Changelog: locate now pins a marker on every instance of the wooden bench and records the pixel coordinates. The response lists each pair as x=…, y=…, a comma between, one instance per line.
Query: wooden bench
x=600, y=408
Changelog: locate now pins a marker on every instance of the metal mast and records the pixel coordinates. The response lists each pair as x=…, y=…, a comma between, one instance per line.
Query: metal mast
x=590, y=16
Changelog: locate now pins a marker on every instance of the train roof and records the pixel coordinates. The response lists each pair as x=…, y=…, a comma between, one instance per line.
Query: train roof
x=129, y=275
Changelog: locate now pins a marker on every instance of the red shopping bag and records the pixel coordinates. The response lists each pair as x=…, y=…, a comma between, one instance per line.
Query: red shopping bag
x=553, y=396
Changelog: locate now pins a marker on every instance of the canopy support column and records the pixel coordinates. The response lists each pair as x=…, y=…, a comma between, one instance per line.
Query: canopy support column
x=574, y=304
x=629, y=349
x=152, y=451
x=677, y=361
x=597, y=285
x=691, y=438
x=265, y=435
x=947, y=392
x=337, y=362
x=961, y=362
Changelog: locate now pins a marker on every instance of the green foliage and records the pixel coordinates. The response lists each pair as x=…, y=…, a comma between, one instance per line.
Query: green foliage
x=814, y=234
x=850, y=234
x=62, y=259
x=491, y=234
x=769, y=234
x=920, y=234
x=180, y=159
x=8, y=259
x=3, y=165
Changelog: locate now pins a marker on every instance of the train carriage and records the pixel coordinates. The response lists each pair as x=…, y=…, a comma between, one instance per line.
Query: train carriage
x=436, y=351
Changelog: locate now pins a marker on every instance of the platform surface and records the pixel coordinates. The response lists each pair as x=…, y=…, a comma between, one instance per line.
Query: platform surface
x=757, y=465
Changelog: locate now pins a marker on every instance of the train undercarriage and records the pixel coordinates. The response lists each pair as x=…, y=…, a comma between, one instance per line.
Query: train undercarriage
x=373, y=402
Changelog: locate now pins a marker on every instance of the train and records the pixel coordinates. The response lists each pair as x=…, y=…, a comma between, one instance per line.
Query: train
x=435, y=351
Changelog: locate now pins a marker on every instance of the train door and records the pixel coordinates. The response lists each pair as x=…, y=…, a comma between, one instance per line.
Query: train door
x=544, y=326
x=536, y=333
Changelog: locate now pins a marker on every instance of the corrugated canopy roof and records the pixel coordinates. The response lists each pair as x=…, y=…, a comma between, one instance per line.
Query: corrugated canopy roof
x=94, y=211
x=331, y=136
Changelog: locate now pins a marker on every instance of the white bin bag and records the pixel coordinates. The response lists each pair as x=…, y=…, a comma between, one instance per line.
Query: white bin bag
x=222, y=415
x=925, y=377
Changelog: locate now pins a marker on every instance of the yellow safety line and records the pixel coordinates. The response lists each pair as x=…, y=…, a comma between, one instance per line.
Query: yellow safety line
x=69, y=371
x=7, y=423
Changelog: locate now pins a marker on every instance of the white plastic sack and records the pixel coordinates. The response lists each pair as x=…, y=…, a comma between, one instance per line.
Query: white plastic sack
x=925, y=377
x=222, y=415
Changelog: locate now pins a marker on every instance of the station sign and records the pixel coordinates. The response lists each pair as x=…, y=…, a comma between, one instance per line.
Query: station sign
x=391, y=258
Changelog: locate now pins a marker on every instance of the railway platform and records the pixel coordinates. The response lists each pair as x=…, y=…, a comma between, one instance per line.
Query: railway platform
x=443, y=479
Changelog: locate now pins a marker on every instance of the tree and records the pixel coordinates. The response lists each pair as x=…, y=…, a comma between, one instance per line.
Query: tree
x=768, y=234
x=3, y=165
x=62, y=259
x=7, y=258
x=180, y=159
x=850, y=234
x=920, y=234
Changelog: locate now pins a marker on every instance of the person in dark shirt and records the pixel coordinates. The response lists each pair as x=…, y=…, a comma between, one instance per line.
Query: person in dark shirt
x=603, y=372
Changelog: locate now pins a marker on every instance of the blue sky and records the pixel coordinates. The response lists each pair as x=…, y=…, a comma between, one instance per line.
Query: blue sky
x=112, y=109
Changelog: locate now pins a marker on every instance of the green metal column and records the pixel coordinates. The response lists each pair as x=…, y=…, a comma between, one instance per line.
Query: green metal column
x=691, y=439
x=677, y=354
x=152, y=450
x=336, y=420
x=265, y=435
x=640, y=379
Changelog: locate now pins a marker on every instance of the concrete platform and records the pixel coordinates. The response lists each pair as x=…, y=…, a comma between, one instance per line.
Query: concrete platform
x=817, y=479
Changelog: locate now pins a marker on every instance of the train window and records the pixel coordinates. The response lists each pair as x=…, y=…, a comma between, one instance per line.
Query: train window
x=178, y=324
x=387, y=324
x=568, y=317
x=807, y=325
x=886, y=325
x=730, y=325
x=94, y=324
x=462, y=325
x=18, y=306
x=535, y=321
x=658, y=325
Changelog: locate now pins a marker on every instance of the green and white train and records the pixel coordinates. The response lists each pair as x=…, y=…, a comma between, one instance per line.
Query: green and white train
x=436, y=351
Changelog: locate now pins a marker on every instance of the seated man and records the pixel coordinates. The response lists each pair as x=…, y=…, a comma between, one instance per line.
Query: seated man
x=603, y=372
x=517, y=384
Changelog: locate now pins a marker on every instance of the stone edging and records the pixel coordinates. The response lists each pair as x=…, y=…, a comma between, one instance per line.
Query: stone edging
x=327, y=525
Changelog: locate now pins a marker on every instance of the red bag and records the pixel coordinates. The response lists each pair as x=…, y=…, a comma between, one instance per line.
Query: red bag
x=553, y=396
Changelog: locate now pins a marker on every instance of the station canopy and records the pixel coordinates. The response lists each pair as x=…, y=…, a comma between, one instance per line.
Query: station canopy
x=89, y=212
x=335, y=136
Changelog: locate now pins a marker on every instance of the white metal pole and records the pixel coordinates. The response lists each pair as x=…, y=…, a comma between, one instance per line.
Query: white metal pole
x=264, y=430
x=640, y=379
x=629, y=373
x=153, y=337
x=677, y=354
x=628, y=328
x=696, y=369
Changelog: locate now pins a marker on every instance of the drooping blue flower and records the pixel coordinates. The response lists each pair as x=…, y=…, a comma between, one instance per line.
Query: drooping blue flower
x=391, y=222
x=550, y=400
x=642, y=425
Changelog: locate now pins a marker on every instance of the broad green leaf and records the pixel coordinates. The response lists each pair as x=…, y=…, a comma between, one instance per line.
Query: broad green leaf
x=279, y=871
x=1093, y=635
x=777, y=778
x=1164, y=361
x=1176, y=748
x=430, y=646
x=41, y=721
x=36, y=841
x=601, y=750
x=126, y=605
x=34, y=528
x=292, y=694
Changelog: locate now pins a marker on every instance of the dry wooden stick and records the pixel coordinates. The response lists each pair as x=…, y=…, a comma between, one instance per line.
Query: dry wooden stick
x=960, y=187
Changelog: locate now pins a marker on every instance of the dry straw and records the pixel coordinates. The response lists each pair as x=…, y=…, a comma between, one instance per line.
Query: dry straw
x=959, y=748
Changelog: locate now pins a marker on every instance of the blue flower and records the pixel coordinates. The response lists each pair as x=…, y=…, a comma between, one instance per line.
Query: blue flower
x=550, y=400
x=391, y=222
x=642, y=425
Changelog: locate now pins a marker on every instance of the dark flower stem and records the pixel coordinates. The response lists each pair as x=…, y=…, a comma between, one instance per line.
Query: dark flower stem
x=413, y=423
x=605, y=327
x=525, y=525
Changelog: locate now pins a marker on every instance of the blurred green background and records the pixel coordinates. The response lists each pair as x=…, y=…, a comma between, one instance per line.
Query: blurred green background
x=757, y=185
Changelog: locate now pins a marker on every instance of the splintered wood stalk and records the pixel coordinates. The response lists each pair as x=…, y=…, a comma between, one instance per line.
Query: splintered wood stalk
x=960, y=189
# # # # # # #
#### [YOUR OBJECTIVE]
Transcribe each record above exactly. Skip none.

#### [ANSWER TO THIS EXERCISE]
Changelog: locate now pins a marker on every instance of the wooden bench and records the pixel coordinates. The response lists each pair as x=…, y=…, a comma between, one instance per line.
Query: wooden bench
x=600, y=408
Changelog: locate now pins a marker on every instance of the metal mast and records the pixel coordinates. The response lists each pair as x=…, y=…, a comma between, one instance per line.
Query: metal mast
x=590, y=16
Changelog: locate now pins a marker on every instance of the train roof and records the pixel coordinates. The response lists each pair as x=…, y=…, a comma between, one instance per line.
Query: train roof
x=129, y=275
Changelog: locate now pins a marker on every instance of the red shopping bag and records the pixel coordinates. The response lists each pair as x=…, y=…, a comma between, one instance per line.
Query: red shopping bag
x=553, y=396
Changelog: locate now pins a marker on every instance of the canopy support column and records the pixel coordinates. The response lists each pair as x=…, y=…, a comma between, one instance per line.
Query: canopy support column
x=574, y=304
x=629, y=349
x=152, y=451
x=677, y=361
x=597, y=285
x=691, y=438
x=265, y=435
x=947, y=392
x=337, y=362
x=961, y=362
Changelog: locate now pins a marker on every instance of the green foliage and records the pixel coordinates. The response lists each pair as x=…, y=…, a comma between, one instance per line.
Query: green foliage
x=814, y=234
x=850, y=234
x=62, y=259
x=491, y=234
x=769, y=234
x=920, y=234
x=180, y=159
x=8, y=259
x=3, y=165
Changelog: locate now pins a marker on every instance of the train carriage and records the pixel coordinates. The response lists each pair as x=…, y=…, a comma between, one instance per line.
Query: train carriage
x=436, y=351
Changelog: locate now pins a marker on every instance of the platform surface and records the pixel coordinates. The response lists each pair as x=…, y=…, a comma between, one instance per line.
Query: platform surface
x=757, y=465
Changelog: locate now pins a marker on every instance of the train undercarriage and records the pixel coordinates. The response lists each pair as x=…, y=…, a comma between, one instance per line.
Query: train undercarriage
x=373, y=402
Changelog: locate now pins a marker on every instance of the train and records the pixel coordinates. The response lists each pair as x=…, y=…, a comma between, one instance per line.
Query: train
x=435, y=351
Changelog: locate now pins a marker on every instance of the train door and records the pixel coordinates. The response lists each pair as x=…, y=…, a comma between, one instance per line.
Query: train door
x=544, y=326
x=536, y=333
Changelog: locate now pins a marker on every instance of the corrugated canopy roof and records the pixel coordinates. The response lists each pair as x=…, y=…, a comma between, one instance per line.
Query: corrugated canopy roof
x=94, y=211
x=331, y=136
Changelog: locate now pins a marker on every instance of the white bin bag and records the pixel coordinates. The response lists each pair as x=…, y=…, a comma between, one instance per line.
Query: white bin bag
x=222, y=415
x=925, y=377
Changelog: locate now pins a marker on every instance of the yellow safety line and records the pixel coordinates. The response lists each pair as x=…, y=…, a comma between, one instance per line.
Query: yellow safety line
x=69, y=371
x=7, y=423
Changelog: locate now pins a marker on every instance of the white plastic sack and records the pixel coordinates. The response lists each pair as x=…, y=…, a comma between, one instance per line.
Query: white plastic sack
x=925, y=377
x=222, y=415
Changelog: locate now pins a marker on every instance of the station sign and records the pixel coordinates. The response lists each pair as x=…, y=…, a comma between, one instance per line.
Query: station sign
x=391, y=258
Changelog: locate now pins a marker on every instance of the railway platform and records the pixel coordinates. The response lists each pair as x=…, y=…, a comma between, one instance per line.
Query: railway platform
x=443, y=479
Changelog: locate now pins a marker on every instance of the tree and records the pixel coordinates. The response lists each pair as x=…, y=…, a comma between, one instance per line.
Query: tree
x=768, y=234
x=3, y=165
x=62, y=259
x=7, y=258
x=180, y=159
x=850, y=234
x=920, y=234
Changelog: locate now pins a marker on every instance of the person in dark shirt and records the pixel coordinates. The response lists each pair as x=…, y=…, a comma between, one instance per line.
Query: person in dark shirt
x=603, y=372
Changelog: locate now pins a marker on every instance of the blue sky and records the pixel coordinates. The response lists each pair as x=…, y=…, a comma between, one instance per line.
Query: blue sky
x=112, y=109
Changelog: locate now pins a marker on every instance of the green metal column and records the pixel coordinates. The response lists each pair as x=…, y=…, a comma between, one instance per line.
Query: green metal column
x=691, y=439
x=677, y=354
x=152, y=450
x=336, y=420
x=265, y=435
x=640, y=379
Changelog: locate now pins a marker on every instance of the concrete platform and records the pixel coordinates. The response lists each pair as x=…, y=…, a comma between, one instance per line.
Query: concrete platform
x=817, y=479
Changelog: locate now pins a marker on every instance of the train window and records the pixel coordinates. The response lists each pair as x=…, y=…, a comma between, one instance per line.
Query: train window
x=178, y=324
x=387, y=324
x=568, y=317
x=807, y=325
x=886, y=325
x=730, y=325
x=94, y=324
x=462, y=325
x=18, y=306
x=535, y=321
x=658, y=325
Changelog: locate now pins a marker on every instance of the green and white train and records the pixel coordinates. The response lists each pair as x=…, y=…, a comma between, one instance per line.
Query: green and white train
x=436, y=351
Changelog: locate now pins a marker on every instance of the seated man and records the pixel coordinates. The response lists each pair as x=…, y=…, a comma between, one instance per line.
Query: seated man
x=603, y=372
x=517, y=384
Changelog: locate now pins a marker on every instance of the stone edging and records the pixel coordinates. The response lists each pair as x=…, y=…, a comma between, one instance per line.
Query: stone edging
x=327, y=525
Changelog: locate now pins a marker on every instance of the red bag and records the pixel coordinates. The response lists each pair as x=…, y=…, a comma between, one instance per line.
Query: red bag
x=553, y=396
Changelog: locate now pins a marker on every instance of the station canopy and records the pixel coordinates. The response lists each pair as x=…, y=…, a comma between, one instance per line.
Query: station canopy
x=89, y=212
x=335, y=136
Changelog: locate now pins a marker on every instance of the white metal pole and records the pixel coordinates. The response lists each pair as x=…, y=…, a comma between, one instance per line.
Query: white metal pole
x=264, y=430
x=640, y=379
x=629, y=373
x=153, y=337
x=677, y=354
x=628, y=328
x=696, y=369
Changelog: locate now pins a marker on every instance of the drooping blue flower and records the pixel coordinates. The response lists each pair as x=…, y=…, a comma between, one instance per line.
Query: drooping blue flower
x=391, y=222
x=550, y=400
x=642, y=425
Changelog: locate now pins a marker on every instance of the broad green leaf and records the pixel coordinates. The response lists each pair as x=…, y=…, a comma between, one instance per line.
Query: broad green leaf
x=279, y=871
x=1093, y=635
x=777, y=778
x=1164, y=361
x=1176, y=748
x=430, y=646
x=41, y=721
x=36, y=841
x=601, y=750
x=126, y=605
x=34, y=528
x=292, y=694
Changelog: locate now pins a marker on every instance of the dry wooden stick and records the pixel coordinates. The response lists each pair as x=…, y=…, a comma between, one instance per line.
Query: dry wooden stick
x=960, y=187
Changelog: locate now pins a marker on every instance of the dry straw and records the pixel coordinates. The response lists each pair as x=…, y=…, a comma between, one instance per line.
Query: dry straw
x=959, y=748
Changelog: locate now pins a marker on every instance of the blue flower and records the pixel coordinates. The response lists each pair as x=…, y=…, a comma between, one instance per line.
Query: blue flower
x=550, y=400
x=391, y=222
x=642, y=425
Changelog: locate now pins a marker on every instance of the dark flower stem and records the pixel coordinates. The response lists each pair as x=…, y=…, a comma between, one instance per line.
Query: dark flower stem
x=413, y=423
x=605, y=327
x=525, y=525
Changelog: locate now pins a marker on every instance of the blurred green background and records the pixel coordinates. The response lists each pair as x=…, y=…, a comma between, one instance per line.
Query: blurred green background
x=757, y=185
Changelog: locate now pins a marker on every instance of the splintered wood stalk and records the pixel coordinates. The response lists each pair as x=…, y=…, a comma between, one instance per line.
Query: splintered wood stalk
x=960, y=189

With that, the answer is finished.